- _Quoted passage_
Phila. wrestles with health-clinic fees
When Jean Mills, 73, sees her thyroid specialist at Presbyterian Medical Center, she, like most patients with health insurance, is charged a co-pay - her Keystone plan calls for $40.
But when she sees her primary-care doctor at the city's District Health Center No. 3, she pays nothing - not for a checkup, not for prescription drugs, not for any service at all.
That policy at the city's eight primary-care health centers - free care for everyone, with or without insurance - has recently raised questions of fairness and fiscal responsibility.
The Philadelphia Department of Public Health has proposed - and Mayor Nutter appears likely to include in his budget presentation tomorrow - new fees on a sliding scale for patients without health insurance.
With a budget gap looming and the clinics already stretched, however, how can the Health Department afford not to charge everyone at least something?
Officials say that the clinics have been free because most of their patients, even those with insurance, have little money. But they concede that the practice of not collecting co-pays must be revisited.
"Once you begin to charge one group, you need to look at how you charge every group," said Tom Storey, director of ambulatory health services, as the clinics are known internally.
Health Commissioner Donald F. Schwarz's proposal on fees, posted on the mayor's budget Web site, calls for "new sliding-scale fees for uninsured," with estimated revenue of just over $1 million.
"Rather than going after poor people," said Cathy Scott, president of District Council 47 of the American Federation of State, County, and Municipal Employees, "we think there are lots of other ways that the Health Department could save money."

- _Work required_
Copy the part of the health-clinic fees article between "Phila. wrestles with" and "calls for $40.", inclusive.

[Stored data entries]
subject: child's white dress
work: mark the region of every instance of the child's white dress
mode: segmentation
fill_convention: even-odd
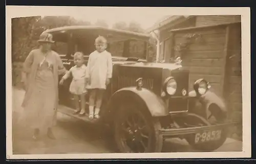
[[[92,52],[89,56],[86,77],[90,78],[88,89],[106,89],[106,78],[112,77],[112,58],[106,51],[98,53]]]
[[[85,79],[86,69],[87,67],[84,64],[80,67],[75,65],[63,76],[64,79],[67,79],[71,75],[73,76],[69,87],[69,91],[71,93],[79,95],[87,92]]]

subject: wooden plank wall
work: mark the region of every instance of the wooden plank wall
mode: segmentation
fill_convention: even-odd
[[[171,48],[169,46],[170,42],[169,31],[173,29],[193,27],[195,27],[195,25],[196,17],[193,17],[174,26],[170,27],[170,26],[172,25],[170,24],[159,29],[160,40],[161,41],[159,56],[160,60],[165,59],[166,62],[169,62],[169,60],[166,58],[166,57],[169,57],[168,55],[170,54],[170,51],[172,51],[170,49]],[[166,56],[166,55],[167,56]]]
[[[174,34],[174,46],[184,43],[187,35],[196,34],[201,35],[201,41],[193,42],[184,55],[176,50],[174,55],[181,55],[183,66],[190,71],[189,89],[193,89],[196,80],[203,78],[210,83],[211,90],[221,96],[226,28],[220,26],[176,31]]]
[[[242,118],[241,27],[241,24],[230,27],[230,42],[227,60],[225,97],[233,120]]]
[[[241,15],[198,15],[196,26],[211,26],[241,21]]]

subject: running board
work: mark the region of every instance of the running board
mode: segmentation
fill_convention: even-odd
[[[58,107],[58,110],[57,111],[66,114],[67,115],[71,116],[72,118],[74,118],[76,119],[77,119],[80,120],[82,120],[83,121],[84,121],[87,123],[96,123],[99,122],[98,120],[96,119],[93,119],[93,120],[91,120],[89,119],[89,116],[87,114],[84,115],[80,116],[78,114],[73,114],[73,113],[75,111],[75,110],[67,107],[65,105],[59,105]]]
[[[211,130],[218,130],[222,129],[232,125],[235,125],[239,123],[239,122],[220,124],[218,125],[200,126],[192,128],[183,128],[177,129],[159,129],[160,132],[163,136],[172,136],[176,135],[181,135],[189,134],[194,134],[197,132],[209,131]]]

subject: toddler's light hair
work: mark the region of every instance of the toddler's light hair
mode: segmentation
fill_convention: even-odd
[[[99,35],[99,36],[95,39],[96,43],[104,43],[106,44],[107,41],[106,38],[104,37]]]
[[[74,58],[75,58],[76,57],[78,57],[80,56],[82,58],[82,59],[83,60],[83,53],[81,52],[77,52],[74,54]]]

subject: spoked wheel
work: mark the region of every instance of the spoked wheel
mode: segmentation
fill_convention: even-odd
[[[161,152],[160,122],[136,105],[119,108],[115,122],[115,139],[122,153]]]
[[[186,125],[190,127],[212,125],[204,118],[194,113],[188,113],[185,120]],[[227,130],[225,128],[189,134],[186,136],[187,141],[194,149],[206,151],[219,148],[226,138]]]

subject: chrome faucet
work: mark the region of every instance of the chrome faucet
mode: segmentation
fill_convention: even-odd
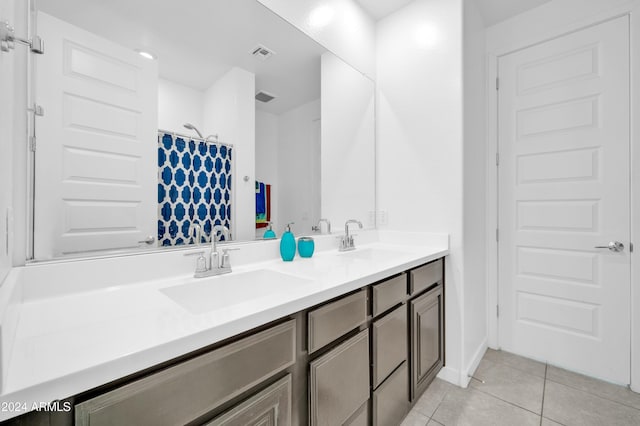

- _Result for this task_
Phila. wrestles with health-clinic fees
When Jean Mills, 73, sees her thyroid specialist at Presbyterian Medical Center, she, like most patients with health insurance, is charged a co-pay - her Keystone plan calls for $40.